● **EXTRACTO DEL DOCUMENTO**
No puedo participar mucho aqui por razones legales pero cuando pueda continuo.


----------



## Ernest77 (24 Nov 2022)

este canal esta subiendo los videos de Ponzi Fields.


----------



## Visilleras (25 Nov 2022)

Chincheta para este hilo


----------



## crocodile (27 Nov 2022)

Ernest77 dijo:


> este canal esta subiendo los videos de Ponzi Fields.



Aquí está el canal con videos antiguos pero interesantes del ponzi.
Creo que servirán para la investigación.



https://youtube.com/@Greenworldmachine


----------



## Ernest77 (29 Nov 2022)

Juicy Fields Scam May Have Been Small Part Of A Much Larger Criminal Enterprise Says Lawyer As He Prepares To Make Evidence Public - BusinessCann


JUICY Fields has already been called the biggest scam in Europe for ‘many, many years’, and its impact on the world of cannabis and cryptocurrency has been such that a number of documentaries are understood to be exploring the case.

● **MATERIAL MOSTRADO**
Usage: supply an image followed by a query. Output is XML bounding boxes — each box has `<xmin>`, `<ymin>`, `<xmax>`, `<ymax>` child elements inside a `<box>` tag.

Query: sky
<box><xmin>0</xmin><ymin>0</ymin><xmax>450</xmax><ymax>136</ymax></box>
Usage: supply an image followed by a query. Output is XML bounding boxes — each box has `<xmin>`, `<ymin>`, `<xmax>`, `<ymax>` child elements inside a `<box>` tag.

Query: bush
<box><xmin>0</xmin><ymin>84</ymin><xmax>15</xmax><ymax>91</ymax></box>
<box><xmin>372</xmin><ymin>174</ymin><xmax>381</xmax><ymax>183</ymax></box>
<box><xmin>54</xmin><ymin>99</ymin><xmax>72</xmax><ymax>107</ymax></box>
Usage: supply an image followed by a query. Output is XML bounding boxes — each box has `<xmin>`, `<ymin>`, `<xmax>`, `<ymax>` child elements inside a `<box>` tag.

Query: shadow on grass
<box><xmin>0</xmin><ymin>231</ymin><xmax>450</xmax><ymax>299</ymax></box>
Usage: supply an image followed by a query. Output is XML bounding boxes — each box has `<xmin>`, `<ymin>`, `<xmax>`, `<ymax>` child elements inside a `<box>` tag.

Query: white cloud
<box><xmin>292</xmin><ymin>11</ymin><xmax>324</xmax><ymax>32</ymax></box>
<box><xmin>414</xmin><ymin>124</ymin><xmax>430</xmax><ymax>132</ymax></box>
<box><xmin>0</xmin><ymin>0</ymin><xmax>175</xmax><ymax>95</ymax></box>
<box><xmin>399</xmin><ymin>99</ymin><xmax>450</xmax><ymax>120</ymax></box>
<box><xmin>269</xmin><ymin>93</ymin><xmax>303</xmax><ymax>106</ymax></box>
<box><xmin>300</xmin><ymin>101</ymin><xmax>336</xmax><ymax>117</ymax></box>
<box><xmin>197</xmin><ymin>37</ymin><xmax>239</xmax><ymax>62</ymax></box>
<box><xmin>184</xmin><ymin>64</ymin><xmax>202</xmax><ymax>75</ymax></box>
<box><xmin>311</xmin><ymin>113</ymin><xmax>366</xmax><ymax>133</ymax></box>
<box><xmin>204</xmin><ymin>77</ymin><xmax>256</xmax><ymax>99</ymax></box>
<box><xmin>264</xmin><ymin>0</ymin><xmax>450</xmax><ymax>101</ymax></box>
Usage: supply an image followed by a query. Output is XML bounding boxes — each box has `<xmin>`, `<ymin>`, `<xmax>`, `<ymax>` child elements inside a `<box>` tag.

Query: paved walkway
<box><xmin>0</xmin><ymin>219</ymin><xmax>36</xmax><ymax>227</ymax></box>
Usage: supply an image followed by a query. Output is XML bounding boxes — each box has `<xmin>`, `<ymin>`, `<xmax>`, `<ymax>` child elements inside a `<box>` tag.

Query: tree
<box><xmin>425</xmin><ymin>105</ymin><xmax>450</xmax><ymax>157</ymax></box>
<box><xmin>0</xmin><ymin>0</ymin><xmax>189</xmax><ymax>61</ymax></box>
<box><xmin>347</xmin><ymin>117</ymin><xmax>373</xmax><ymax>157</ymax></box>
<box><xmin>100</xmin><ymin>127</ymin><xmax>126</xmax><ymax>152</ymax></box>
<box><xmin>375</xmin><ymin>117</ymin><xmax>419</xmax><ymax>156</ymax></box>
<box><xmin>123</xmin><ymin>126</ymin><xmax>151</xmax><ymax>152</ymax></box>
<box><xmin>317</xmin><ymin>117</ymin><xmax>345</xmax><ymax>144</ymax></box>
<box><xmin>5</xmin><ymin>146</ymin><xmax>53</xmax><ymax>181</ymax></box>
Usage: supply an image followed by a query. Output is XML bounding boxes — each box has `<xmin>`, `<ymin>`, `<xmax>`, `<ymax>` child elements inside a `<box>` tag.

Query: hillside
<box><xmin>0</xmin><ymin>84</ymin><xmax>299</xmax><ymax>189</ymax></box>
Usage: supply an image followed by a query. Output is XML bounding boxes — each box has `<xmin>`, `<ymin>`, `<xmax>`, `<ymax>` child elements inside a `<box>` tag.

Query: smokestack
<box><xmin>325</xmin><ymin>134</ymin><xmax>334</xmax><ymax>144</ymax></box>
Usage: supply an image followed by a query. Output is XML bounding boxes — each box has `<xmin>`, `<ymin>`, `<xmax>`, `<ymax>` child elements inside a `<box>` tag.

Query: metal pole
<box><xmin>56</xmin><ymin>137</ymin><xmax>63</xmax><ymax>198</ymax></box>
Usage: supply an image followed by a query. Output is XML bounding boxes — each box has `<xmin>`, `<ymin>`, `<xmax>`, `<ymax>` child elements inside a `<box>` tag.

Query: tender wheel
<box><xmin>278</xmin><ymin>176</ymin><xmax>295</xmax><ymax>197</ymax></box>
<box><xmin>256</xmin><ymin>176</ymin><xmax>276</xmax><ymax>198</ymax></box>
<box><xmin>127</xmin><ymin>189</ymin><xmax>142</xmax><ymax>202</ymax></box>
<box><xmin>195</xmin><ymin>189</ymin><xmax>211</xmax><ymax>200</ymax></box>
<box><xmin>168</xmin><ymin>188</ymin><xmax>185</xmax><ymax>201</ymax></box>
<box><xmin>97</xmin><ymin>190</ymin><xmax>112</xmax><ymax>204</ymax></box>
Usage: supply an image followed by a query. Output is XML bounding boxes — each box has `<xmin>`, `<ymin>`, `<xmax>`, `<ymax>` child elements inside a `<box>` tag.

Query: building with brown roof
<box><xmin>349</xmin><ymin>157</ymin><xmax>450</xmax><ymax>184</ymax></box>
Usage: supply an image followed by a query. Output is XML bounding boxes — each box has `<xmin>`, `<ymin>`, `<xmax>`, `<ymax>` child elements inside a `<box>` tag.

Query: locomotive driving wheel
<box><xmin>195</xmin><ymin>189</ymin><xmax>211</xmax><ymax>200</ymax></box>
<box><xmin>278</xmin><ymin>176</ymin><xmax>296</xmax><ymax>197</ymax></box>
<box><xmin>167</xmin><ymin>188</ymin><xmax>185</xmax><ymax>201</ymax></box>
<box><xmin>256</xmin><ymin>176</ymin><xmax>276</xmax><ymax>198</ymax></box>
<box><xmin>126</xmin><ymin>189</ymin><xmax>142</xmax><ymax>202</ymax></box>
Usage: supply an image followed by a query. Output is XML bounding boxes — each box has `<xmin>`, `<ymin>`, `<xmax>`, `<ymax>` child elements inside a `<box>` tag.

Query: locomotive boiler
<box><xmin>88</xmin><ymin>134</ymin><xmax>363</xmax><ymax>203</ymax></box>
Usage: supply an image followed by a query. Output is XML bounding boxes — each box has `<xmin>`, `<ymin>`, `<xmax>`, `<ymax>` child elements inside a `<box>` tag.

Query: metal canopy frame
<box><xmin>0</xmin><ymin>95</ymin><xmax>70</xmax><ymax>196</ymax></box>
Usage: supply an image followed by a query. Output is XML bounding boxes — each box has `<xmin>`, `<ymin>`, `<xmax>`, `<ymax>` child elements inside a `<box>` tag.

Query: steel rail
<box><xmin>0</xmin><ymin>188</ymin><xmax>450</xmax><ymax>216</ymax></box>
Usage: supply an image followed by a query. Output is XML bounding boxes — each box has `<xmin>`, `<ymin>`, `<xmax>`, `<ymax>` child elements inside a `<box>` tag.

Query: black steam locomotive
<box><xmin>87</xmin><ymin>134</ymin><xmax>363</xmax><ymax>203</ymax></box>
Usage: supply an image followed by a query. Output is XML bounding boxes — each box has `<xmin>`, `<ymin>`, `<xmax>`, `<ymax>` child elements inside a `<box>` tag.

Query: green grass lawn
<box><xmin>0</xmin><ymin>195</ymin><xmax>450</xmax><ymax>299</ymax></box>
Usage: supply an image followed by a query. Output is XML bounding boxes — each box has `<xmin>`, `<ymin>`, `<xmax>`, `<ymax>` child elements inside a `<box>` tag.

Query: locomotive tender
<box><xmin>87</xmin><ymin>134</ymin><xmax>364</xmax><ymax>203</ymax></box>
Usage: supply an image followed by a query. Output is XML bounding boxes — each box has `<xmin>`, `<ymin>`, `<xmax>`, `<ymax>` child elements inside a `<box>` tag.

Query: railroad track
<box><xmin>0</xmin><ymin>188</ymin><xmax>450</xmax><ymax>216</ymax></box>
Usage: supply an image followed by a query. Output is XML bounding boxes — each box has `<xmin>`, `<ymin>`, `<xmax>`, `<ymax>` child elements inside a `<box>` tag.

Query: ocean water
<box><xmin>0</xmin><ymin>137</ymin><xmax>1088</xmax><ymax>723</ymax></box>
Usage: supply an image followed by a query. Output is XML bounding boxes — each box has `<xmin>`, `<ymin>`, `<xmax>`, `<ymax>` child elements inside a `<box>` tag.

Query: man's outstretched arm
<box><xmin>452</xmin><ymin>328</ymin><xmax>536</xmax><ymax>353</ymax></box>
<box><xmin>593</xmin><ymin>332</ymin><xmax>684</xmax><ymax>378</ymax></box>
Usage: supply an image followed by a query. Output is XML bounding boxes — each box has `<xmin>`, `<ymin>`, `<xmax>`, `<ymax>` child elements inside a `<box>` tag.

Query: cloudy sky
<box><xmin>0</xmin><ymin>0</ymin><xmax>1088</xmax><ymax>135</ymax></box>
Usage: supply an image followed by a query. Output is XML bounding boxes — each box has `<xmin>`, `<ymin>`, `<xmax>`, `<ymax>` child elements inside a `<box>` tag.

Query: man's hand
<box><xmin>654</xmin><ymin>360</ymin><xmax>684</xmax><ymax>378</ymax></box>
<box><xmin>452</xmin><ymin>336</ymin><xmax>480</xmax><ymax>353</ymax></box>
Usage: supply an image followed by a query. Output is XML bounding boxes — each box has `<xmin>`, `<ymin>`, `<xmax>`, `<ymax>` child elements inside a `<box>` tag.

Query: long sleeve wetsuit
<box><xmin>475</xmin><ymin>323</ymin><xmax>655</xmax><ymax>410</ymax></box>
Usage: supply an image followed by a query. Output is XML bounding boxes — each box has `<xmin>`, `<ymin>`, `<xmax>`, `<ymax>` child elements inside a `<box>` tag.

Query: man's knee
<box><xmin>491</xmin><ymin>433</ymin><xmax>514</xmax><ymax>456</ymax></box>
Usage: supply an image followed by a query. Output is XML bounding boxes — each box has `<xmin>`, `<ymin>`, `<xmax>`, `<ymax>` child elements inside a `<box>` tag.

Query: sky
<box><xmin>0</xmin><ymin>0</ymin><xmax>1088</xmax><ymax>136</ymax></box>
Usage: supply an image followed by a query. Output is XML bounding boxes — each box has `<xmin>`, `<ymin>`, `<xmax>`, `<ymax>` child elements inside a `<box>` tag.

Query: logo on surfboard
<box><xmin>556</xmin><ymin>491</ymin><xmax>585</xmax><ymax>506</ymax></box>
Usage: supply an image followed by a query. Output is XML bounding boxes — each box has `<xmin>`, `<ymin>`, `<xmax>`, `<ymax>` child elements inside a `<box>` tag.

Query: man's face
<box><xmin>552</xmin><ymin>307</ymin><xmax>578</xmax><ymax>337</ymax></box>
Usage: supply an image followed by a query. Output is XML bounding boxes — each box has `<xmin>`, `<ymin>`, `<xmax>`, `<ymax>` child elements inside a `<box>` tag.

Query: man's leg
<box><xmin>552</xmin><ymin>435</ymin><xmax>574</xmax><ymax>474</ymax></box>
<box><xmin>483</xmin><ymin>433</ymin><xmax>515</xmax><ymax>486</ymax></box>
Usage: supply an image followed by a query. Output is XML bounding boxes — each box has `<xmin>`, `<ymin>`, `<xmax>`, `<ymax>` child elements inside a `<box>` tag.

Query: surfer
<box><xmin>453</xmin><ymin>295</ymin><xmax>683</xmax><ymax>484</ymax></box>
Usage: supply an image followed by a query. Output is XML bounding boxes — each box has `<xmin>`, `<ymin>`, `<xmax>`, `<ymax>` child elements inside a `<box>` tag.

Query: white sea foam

● **EJERCICIO PLANTEADO 1**
Indica si cada afirmación concuerda con el hilo del foro sobre Juicy Fields, respondiendo sí o no y citando las palabras decisivas del texto: (a) Visilleras pide que se fije el hilo con una chincheta; (b) crocodile presenta los videos del canal como recientes; (c) el fragmento en inglés dice que Juicy Fields ha sido llamado la mayor estafa de Europa en muchos años.
● **EJERCICIO PLANTEADO 2**
Enumera todas las fechas que figuran en los encabezados de los mensajes del hilo del foro sobre Juicy Fields.
● **EJERCICIO PLANTEADO 3**
Prosigue el hilo del foro sobre Juicy Fields a partir de su última oración.

● **RESULTADO DEL EJERCICIO 1**
(a) Sí: "Chincheta para este hilo".
(b) No: "videos antiguos pero interesantes del ponzi".
(c) Sí: "JUICY Fields has already been called the biggest scam in Europe for ‘many, many years’".

● **RESULTADO DEL EJERCICIO 2**
24 Nov 2022, 25 Nov 2022, 27 Nov 2022, 29 Nov 2022

● **RESULTADO DEL EJERCICIO 3**
businesscann.com


----------



## crocodile (1 Dic 2022)

Ya deja entrar en la página , puedes ver el total de inversión más ganancias, obviamente no deja retirar.


----------



## Paddy McAloon (1 Dic 2022)

Pilar84 dijo:


> La palabra “otánico” no está en la DRAE.
> 
> Nuestro corrector ortográfico inventándose palabras. Ver para creer.
> 
> Ver archivo adjunto 1252432











gilipollas | Diccionario de la lengua española


Definición RAE de «gilipollas» según el Diccionario de la lengua española: 1. adj. malson. Esp. Necio o estúpido. Apl. a pers., u. t. c. s.




dle.rae.es


----------



## Ernest77 (2 Dic 2022)

Paddy McAloon dijo:


> gilipollas | Diccionario de la lengua española
> 
> 
> Definición RAE de «gilipollas» según el Diccionario de la lengua española: 1. adj. malson. Esp. Necio o estúpido. Apl. a pers., u. t. c. s.
> ...



Pero esta o no esta?

el profesor frustrado del foro, que se pega las tardes repasando las faltas ortográficas, con sorna y semanas de retraso...

se inventa palabras...


en el fondo es precioso =*

venga que es viernes, no te enfades


----------



## Pilar84 (3 Dic 2022)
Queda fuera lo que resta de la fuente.